Write out, word for word, the part of the Jack Harper text below that opens with the words containing "To share them" and closes with "the printed page.".

TEXT SECTION:

________________________________________

Jack Harper — A Legend by Bill Allen

Special qualities of dogs and men, some of them that have become, for one reason or another, obsolete or unpopular, drift through the dreaming mind of a bird dog man who has more yesteryears than tomorrows afield.

To share them is to make live again, at least for a little while, and to re-establish the values long-learned and long-treasured for a brief appraisal by a few on the printed page.

My most treasured evening in a trainer’s camp in Canada was one with Jack Harper near Frobisher, Saskatchewan, and I’ll bet he’s forgotten it. We shared a potable, and I did something I rarely did—I listened to someone smarter than I was. It was my bent, for many years, to try to impress even the most brilliant and more articulate people—usually folks I characterized as Keepers-of-Secrets—with my knowledge and ability to keep up with them. I only wish I could repeat that evening now that I am wiser, quieter and know myself better.

I first saw Jack Harper when I was very young, and The Texas Ranger won the Invitational at Albany. I first met and spoke to him at length at Quitman, GA, at the Continental nearly 30 years ago, in 1949.

He never was, like so many field trialers, preoccupied with personalities. Somewhere, early in his life, he had put aside the “heroic” view of people, and he most admired, I believe, those field trialers who evaluated class and excellence in a bird dog as paramount.

Jack has always been interested—nay, dedicated—to the dog and the development of the dog. The unselfish dedication of moneyed men—patrons of the dog breeding and dog competition that infused field trials in those days— had captivated him, and while the highest principles held sway in field trial competition, Jack’s ability took him to the pinnacle of the bird dog world.

As the competing animal became more an extension of an owner’s ego and winning of a third place pewter talisman became a man-victory of major importance in itself rather than a means to the end of excellence in the breed, Jack was by his very nature less pleased and sometimes more frustrated than others, because his values have never changed.

Oh, he wanted to win, was a fierce competitor, and gave no quarter in competition. But he was a manager of his affairs with his own goals always. Still is, I am sure. But he has a special kind of humility that places him in a niche that others in the bird dog fraternity can only view from afar as unattainable, inexplicable.

One afternoon, in the late 1950s, Wild Bill Taylor accompanied Jack to Canada. This was Bill Taylor from Tennessee, who discovered Chuckaluck, the setter and placed him in the American Field Quail Futurity.

________________________________________

STORED DATA:
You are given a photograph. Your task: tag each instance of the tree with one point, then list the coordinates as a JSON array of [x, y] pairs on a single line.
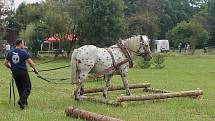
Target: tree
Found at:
[[34, 35], [188, 32], [103, 22]]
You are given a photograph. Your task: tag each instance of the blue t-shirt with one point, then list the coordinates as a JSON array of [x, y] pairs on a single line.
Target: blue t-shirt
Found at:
[[17, 58]]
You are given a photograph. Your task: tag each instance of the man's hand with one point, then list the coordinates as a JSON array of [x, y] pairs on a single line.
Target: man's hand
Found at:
[[33, 67], [35, 71], [6, 63]]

________________________________________

WRITTEN REPLY:
To share them is to make live again, at least for a little while, and to re-establish the values long-learned and long-treasured for a brief appraisal by a few on the printed page.